(Items from a dataset)
..............................

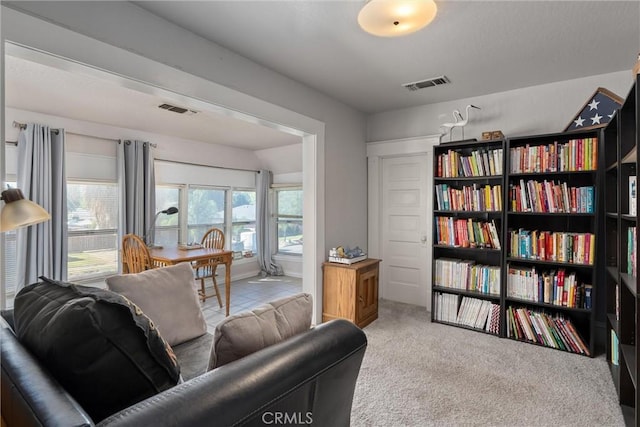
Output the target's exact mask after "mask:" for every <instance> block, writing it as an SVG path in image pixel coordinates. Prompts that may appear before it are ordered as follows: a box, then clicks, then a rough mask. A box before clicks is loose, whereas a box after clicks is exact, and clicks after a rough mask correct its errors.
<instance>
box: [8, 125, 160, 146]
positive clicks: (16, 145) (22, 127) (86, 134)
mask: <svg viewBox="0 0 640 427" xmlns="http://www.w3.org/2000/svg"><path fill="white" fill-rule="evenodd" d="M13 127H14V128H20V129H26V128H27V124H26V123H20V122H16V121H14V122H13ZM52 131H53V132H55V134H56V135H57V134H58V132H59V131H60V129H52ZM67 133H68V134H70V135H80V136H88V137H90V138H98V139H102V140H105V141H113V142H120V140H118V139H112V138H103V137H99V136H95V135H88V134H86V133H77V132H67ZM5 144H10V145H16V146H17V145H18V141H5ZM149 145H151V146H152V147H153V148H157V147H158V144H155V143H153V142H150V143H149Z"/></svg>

..............................

TASK TO CARRY OUT
List, from the entries above, every line in which the word "instance" shows up.

YOUR RESPONSE
Output the target's exact mask after "mask:" for every <instance> block, writing it as an SVG path in image pixel coordinates. Prompts that may appear before it are ordered as follows: a box, then clicks, then a rough mask. A box before clicks is loose, whereas a box after clicks is exact, and clicks after a rough mask correct its errors.
<instance>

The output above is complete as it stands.